- **Défi 1**
Rassemblez toutes les lignes des enregistrements qui contiennent la chaîne "bistro". Tenez compte de la casse.

- **Document source**
Loi Climat et Résilience publiée le 24 août 2021 : quelles sont les avancées ? Quel chemin reste-t-il à parcourir ?

Avec ses quelques 300 articles répartis dans 8 titres, la loi aborde un très grand nombre de sujets. Comme pour tous les textes de compromis, on peut voir le verre à moitié-vide comme le verre à moitié plein. La publication du rapport du GIEC début août sur le climat a confirmé la nécessité et l’urgence d’une action contre les émissions de tous les gaz à effet de serre : CO2 mais aussi méthane. L’Europe s’est donnée en juillet un objectif de réduction de ces émissions à -55% en 2030, ce qui implique une baisse de 47,5% pour la France au lieu de 40%. Ces deux éléments amènent certains à forcer le trait côté verre à moitié-vide.

Nous proposons dans cet article d’apporter un éclairage sur ce qu’il faut en retenir.

- **Défi 2**
D'après l'article sur la loi Climat et Résilience, quelle baisse des émissions l'objectif européen fixé en juillet implique-t-il pour la France ?

- **Données fournies**
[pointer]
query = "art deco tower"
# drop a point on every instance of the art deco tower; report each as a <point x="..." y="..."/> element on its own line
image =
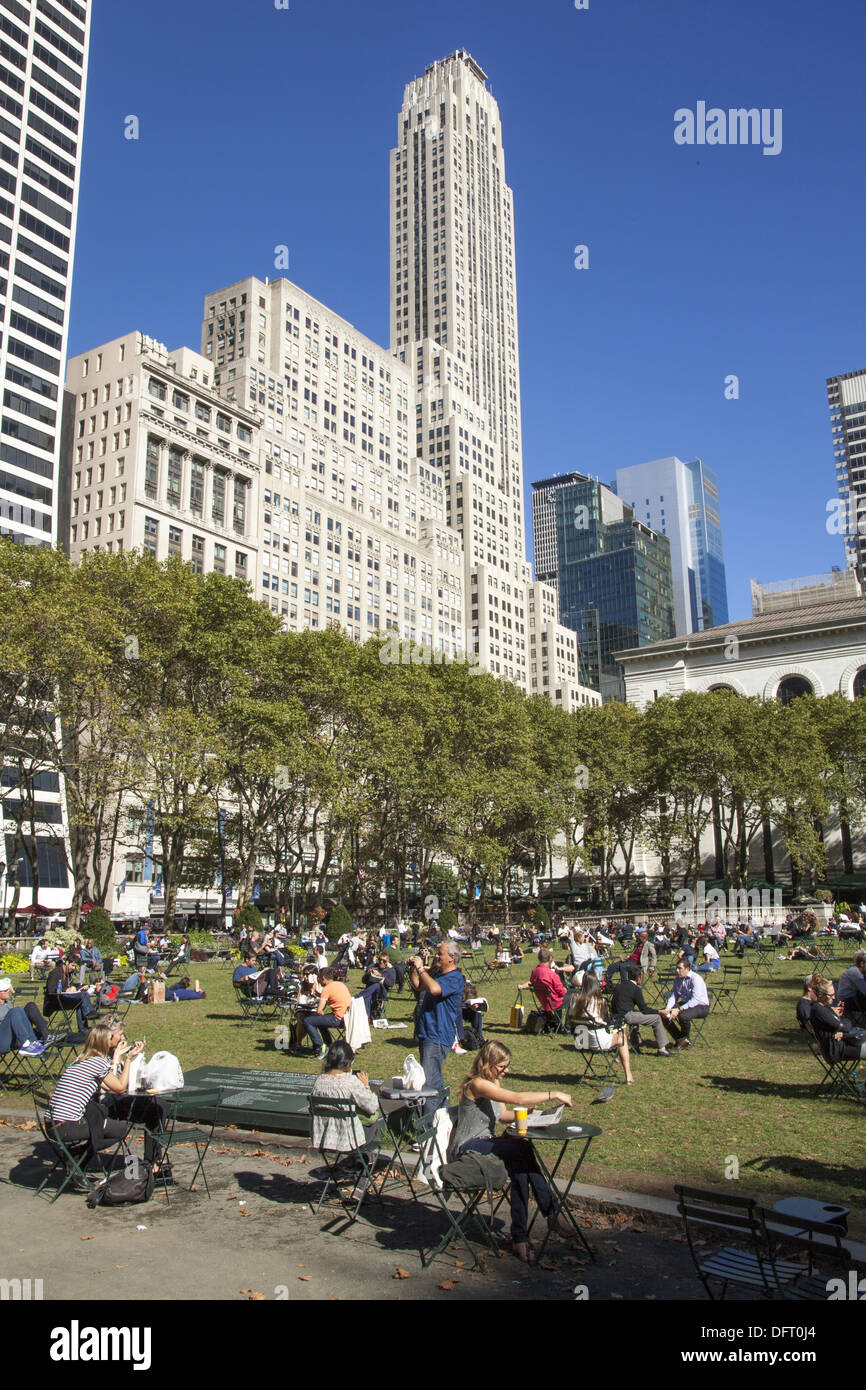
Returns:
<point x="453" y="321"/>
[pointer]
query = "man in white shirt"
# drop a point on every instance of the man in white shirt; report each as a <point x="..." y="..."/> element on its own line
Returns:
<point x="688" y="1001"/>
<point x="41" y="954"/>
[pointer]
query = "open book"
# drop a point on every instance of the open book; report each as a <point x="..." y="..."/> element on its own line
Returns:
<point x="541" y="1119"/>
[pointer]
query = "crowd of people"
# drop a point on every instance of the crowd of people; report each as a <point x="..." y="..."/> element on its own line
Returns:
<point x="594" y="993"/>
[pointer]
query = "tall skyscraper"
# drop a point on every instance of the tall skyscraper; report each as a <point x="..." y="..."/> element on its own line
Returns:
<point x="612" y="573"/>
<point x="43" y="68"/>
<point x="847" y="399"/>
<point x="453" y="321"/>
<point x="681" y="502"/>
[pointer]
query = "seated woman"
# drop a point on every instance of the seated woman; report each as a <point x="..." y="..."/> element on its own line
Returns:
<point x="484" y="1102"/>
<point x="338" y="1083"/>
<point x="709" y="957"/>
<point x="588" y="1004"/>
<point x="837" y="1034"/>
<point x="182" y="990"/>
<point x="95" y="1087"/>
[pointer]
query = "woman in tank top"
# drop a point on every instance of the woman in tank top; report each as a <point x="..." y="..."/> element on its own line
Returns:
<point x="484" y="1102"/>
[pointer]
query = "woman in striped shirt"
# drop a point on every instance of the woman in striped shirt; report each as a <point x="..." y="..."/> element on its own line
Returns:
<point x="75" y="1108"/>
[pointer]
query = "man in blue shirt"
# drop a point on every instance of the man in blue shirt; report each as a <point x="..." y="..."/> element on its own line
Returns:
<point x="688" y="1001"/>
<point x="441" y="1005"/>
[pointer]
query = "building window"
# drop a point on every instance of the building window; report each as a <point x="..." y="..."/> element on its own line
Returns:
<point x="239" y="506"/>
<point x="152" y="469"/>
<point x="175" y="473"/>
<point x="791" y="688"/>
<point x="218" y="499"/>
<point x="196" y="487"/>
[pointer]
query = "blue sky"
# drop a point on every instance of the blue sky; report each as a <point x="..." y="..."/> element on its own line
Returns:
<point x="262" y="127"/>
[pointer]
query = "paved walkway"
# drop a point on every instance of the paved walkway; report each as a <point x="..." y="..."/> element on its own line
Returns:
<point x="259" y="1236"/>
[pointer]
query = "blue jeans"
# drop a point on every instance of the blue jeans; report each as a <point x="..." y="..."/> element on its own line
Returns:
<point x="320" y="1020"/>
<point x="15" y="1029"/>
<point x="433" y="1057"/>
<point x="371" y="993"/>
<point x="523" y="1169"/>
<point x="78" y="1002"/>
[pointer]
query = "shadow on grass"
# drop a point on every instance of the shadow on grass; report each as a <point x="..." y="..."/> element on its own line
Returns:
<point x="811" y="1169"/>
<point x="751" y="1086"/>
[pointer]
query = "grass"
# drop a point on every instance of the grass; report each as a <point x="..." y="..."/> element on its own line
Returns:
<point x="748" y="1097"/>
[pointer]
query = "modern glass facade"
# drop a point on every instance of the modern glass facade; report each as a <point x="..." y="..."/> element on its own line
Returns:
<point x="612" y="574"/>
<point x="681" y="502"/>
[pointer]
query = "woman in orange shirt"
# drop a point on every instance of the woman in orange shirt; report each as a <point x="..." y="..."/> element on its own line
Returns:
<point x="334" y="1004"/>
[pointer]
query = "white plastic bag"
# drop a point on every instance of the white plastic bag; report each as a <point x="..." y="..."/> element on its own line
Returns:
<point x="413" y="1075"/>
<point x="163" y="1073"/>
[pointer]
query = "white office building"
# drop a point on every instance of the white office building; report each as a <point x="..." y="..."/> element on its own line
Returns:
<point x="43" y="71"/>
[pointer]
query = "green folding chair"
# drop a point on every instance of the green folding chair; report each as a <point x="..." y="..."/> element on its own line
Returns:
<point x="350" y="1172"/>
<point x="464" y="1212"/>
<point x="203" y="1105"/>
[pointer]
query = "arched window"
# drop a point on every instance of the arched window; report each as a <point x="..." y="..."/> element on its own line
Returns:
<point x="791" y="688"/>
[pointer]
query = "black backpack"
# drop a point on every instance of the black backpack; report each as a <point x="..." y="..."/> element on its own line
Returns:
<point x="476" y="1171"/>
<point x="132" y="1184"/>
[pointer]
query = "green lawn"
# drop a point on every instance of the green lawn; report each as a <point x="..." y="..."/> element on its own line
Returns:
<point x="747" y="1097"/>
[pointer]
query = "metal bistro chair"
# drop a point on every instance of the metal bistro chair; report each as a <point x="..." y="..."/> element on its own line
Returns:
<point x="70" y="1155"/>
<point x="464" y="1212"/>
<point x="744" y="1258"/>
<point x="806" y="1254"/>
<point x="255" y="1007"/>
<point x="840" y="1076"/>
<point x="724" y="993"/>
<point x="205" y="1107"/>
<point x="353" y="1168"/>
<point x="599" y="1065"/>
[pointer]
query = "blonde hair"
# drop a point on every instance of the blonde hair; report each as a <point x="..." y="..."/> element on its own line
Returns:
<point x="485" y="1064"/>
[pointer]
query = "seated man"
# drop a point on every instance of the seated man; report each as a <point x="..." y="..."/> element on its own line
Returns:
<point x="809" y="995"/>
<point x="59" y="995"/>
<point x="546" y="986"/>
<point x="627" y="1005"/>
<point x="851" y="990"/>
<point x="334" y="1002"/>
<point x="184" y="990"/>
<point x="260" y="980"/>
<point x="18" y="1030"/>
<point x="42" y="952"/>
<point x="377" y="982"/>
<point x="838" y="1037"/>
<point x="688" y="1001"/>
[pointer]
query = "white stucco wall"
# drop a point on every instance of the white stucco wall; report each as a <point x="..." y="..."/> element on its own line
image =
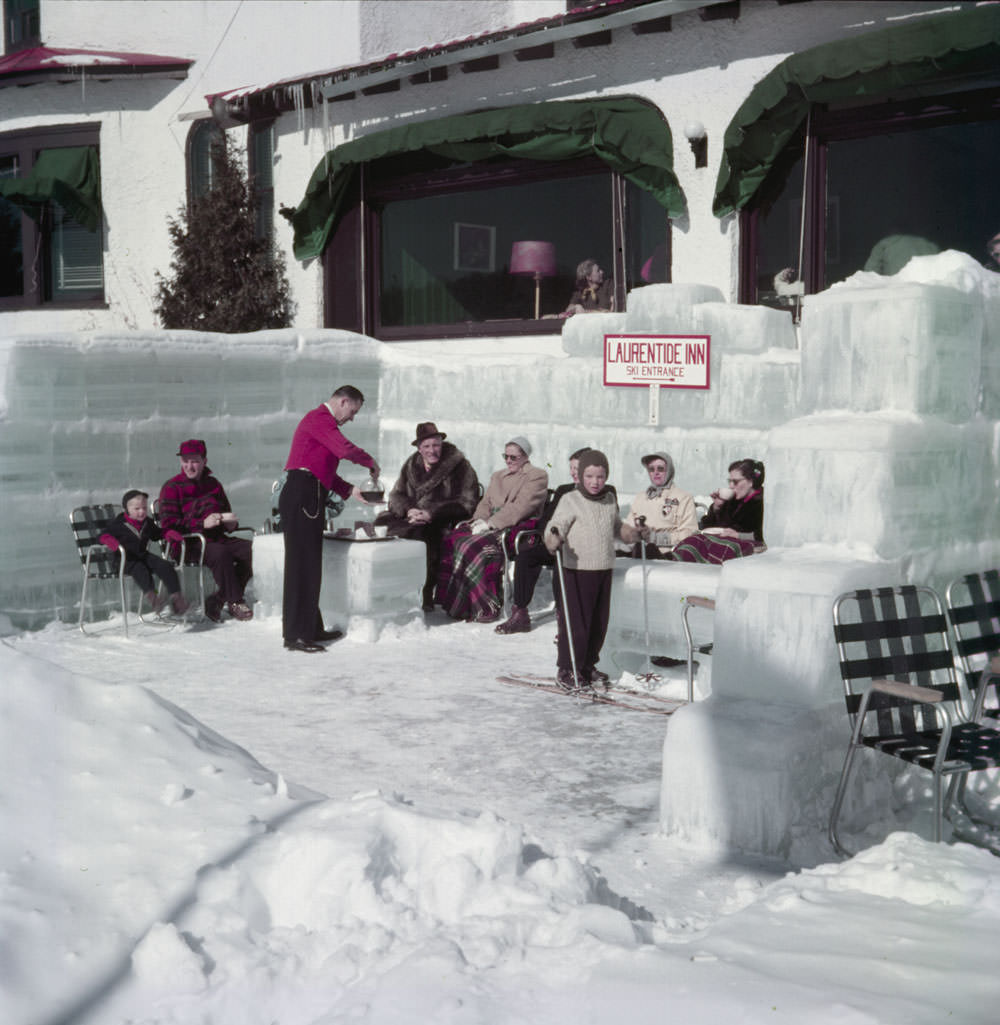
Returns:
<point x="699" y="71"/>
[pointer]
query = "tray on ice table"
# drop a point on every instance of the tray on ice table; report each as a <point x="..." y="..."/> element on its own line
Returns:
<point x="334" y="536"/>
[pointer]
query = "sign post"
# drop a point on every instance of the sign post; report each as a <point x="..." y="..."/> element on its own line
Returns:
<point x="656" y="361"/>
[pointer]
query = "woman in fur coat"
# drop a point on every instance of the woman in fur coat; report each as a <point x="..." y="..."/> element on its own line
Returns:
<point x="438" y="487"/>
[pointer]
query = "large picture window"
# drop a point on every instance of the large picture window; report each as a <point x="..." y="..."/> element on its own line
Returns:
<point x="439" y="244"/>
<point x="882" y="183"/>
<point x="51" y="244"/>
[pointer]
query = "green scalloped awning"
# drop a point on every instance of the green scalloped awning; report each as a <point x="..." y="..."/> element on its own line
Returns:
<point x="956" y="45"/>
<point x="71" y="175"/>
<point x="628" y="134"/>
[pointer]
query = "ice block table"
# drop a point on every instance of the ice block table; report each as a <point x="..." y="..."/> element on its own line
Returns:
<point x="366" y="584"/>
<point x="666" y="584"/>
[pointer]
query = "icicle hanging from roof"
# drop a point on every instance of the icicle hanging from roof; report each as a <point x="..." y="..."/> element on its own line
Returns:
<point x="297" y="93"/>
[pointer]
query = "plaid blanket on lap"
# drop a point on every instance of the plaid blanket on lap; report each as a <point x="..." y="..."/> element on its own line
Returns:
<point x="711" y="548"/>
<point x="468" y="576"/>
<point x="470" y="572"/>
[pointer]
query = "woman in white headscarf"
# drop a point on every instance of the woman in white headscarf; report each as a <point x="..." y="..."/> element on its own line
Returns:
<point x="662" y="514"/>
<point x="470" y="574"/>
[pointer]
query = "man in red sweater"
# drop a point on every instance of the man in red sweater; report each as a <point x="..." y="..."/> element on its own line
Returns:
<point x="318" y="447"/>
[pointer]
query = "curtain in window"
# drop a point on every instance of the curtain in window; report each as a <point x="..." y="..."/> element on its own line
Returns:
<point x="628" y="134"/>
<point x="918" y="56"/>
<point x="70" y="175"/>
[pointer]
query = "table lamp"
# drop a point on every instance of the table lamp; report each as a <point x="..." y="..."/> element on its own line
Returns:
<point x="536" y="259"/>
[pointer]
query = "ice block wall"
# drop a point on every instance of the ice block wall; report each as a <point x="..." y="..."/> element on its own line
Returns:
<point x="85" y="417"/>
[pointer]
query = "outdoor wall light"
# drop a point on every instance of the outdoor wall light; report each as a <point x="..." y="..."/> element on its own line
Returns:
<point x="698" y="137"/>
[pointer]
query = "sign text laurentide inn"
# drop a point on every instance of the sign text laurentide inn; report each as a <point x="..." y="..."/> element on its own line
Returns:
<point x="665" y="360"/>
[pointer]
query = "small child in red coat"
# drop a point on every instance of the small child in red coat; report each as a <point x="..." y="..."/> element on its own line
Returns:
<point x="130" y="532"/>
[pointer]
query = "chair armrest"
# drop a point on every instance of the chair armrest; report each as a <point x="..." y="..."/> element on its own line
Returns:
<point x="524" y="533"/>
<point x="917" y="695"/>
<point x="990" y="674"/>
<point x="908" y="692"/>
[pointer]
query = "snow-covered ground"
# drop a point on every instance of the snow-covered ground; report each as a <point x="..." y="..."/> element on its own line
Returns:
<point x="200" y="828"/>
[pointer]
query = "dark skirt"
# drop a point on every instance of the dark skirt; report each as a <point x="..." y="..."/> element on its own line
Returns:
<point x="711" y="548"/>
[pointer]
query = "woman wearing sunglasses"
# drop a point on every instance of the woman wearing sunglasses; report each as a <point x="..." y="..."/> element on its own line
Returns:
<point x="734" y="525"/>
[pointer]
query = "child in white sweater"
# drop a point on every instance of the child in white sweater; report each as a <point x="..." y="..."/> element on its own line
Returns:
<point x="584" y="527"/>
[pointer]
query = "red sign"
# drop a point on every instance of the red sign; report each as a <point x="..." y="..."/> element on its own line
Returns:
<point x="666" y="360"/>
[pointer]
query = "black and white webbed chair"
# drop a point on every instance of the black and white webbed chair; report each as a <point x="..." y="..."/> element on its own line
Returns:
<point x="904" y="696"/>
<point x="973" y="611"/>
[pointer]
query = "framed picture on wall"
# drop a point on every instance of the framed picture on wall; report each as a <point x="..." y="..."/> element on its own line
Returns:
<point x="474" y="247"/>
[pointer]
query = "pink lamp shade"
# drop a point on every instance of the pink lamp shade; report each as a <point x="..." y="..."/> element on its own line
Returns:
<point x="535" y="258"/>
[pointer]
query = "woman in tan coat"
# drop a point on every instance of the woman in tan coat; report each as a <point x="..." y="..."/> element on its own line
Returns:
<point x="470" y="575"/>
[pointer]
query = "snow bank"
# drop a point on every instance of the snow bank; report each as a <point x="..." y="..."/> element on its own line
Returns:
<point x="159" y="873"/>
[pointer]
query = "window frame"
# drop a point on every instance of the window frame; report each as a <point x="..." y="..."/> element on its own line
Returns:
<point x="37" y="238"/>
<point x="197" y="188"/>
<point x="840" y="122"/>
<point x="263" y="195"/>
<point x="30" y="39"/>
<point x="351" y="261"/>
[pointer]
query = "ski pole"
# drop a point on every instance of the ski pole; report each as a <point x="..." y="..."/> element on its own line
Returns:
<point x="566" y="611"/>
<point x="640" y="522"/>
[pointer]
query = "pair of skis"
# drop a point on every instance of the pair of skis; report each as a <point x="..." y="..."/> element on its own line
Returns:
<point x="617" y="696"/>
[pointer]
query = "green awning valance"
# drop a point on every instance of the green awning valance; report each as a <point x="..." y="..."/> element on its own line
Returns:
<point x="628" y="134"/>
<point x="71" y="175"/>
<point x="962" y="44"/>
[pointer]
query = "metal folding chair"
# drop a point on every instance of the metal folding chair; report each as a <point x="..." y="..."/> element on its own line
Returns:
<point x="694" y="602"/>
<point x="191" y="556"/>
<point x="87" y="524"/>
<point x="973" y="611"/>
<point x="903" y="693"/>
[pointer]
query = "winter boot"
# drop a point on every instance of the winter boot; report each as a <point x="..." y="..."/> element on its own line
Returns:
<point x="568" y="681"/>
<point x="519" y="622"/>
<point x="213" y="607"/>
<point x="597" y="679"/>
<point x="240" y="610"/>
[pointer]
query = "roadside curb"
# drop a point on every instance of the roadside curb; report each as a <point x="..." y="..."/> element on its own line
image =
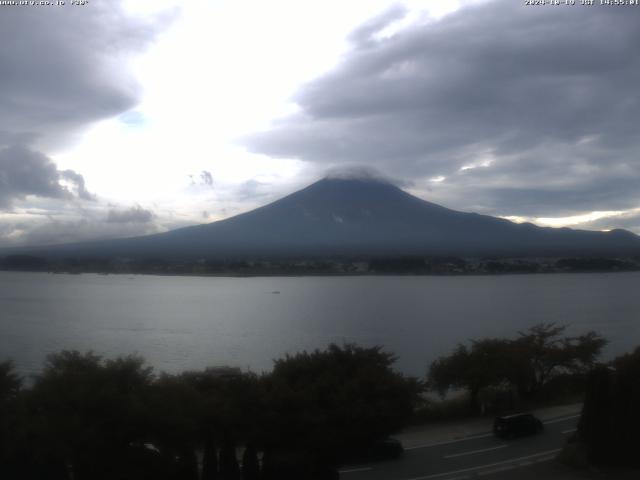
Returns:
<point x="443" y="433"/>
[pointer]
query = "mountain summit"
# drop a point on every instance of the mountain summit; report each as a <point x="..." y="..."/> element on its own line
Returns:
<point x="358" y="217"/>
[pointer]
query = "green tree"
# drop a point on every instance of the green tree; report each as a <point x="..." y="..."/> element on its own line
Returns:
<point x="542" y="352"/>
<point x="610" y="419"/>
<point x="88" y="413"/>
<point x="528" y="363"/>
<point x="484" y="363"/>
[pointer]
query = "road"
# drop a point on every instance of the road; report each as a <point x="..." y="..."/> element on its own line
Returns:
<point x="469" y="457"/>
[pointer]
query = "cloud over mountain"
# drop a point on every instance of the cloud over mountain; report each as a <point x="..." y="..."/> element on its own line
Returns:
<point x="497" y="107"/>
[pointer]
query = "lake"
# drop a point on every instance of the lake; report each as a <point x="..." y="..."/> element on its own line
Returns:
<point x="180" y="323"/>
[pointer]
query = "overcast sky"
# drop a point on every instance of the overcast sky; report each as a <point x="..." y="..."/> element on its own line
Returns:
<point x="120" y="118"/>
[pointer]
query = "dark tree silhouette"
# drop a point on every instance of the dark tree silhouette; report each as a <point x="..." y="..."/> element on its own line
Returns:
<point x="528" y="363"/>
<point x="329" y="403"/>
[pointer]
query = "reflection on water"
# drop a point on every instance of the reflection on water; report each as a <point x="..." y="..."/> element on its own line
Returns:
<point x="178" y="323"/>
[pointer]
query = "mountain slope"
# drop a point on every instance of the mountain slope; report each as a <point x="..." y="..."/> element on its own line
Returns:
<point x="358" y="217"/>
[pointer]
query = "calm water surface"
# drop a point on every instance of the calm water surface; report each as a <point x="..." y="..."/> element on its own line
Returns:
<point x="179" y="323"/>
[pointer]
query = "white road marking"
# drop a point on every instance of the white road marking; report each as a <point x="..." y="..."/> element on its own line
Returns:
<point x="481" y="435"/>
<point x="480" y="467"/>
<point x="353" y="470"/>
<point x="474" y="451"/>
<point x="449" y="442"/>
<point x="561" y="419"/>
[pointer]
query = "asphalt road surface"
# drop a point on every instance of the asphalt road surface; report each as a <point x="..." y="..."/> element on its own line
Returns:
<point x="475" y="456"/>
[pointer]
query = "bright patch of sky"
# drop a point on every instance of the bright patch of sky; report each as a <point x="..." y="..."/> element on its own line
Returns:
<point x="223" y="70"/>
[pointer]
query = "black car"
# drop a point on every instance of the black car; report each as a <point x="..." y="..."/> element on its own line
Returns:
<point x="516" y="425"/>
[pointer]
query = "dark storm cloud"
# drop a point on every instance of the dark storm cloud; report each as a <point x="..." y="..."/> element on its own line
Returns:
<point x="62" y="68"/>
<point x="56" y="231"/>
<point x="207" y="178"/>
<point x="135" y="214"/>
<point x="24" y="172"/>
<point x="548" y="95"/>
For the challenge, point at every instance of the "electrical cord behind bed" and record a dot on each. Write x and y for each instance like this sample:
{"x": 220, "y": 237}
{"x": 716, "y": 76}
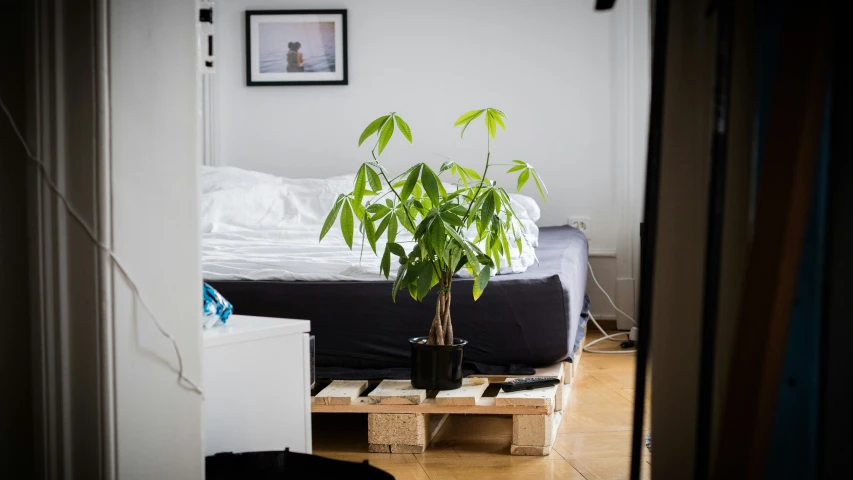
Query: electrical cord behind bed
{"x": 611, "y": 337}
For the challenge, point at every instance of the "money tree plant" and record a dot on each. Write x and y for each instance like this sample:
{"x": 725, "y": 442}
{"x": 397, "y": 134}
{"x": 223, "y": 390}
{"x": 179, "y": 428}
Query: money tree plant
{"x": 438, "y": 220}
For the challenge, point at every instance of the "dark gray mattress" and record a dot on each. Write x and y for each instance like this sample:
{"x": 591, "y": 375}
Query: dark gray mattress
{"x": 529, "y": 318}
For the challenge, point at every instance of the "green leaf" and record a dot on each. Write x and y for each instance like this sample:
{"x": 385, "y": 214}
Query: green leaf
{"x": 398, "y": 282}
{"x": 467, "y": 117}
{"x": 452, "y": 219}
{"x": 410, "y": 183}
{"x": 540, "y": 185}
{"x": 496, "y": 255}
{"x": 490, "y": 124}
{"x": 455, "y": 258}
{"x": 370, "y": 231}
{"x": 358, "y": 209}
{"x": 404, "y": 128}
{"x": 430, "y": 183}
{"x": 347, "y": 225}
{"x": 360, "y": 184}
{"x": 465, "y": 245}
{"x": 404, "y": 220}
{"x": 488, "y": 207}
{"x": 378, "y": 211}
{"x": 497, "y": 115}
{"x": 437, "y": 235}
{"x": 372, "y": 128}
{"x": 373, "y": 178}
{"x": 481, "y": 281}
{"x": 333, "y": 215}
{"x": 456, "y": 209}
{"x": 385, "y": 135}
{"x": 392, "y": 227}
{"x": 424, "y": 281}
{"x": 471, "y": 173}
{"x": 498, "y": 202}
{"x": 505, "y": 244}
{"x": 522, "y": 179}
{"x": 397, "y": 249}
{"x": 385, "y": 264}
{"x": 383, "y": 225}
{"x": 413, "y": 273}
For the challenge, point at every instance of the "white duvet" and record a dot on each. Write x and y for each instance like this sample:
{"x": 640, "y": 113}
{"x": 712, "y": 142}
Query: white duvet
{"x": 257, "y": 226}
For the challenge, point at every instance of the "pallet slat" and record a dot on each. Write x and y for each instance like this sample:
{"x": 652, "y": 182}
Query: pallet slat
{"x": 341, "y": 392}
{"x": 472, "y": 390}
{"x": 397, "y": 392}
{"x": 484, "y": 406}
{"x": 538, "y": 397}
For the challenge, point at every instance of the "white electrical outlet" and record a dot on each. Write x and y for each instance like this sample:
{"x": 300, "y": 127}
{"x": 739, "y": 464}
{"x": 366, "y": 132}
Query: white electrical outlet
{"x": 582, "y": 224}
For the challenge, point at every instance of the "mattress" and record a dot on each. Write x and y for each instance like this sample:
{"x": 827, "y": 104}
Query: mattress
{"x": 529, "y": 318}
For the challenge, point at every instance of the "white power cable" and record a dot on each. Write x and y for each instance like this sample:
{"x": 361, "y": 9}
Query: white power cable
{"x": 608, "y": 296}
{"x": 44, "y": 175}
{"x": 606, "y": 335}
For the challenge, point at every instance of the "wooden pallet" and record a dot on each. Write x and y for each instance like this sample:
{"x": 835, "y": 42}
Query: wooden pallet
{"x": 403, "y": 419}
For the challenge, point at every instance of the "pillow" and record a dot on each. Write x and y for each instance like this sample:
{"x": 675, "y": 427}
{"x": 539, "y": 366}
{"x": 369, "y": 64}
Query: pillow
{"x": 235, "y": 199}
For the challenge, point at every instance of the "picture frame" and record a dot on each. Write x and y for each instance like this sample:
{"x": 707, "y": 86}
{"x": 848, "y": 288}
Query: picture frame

- **Solution proposée 1**
query = "metal bistro chair"
# drop a point on every instance of the metal bistro chair; report each as a <point x="..." y="..."/> element on its own line

- **Solution proposée 2**
Une baisse de 47,5 % au lieu de 40 %.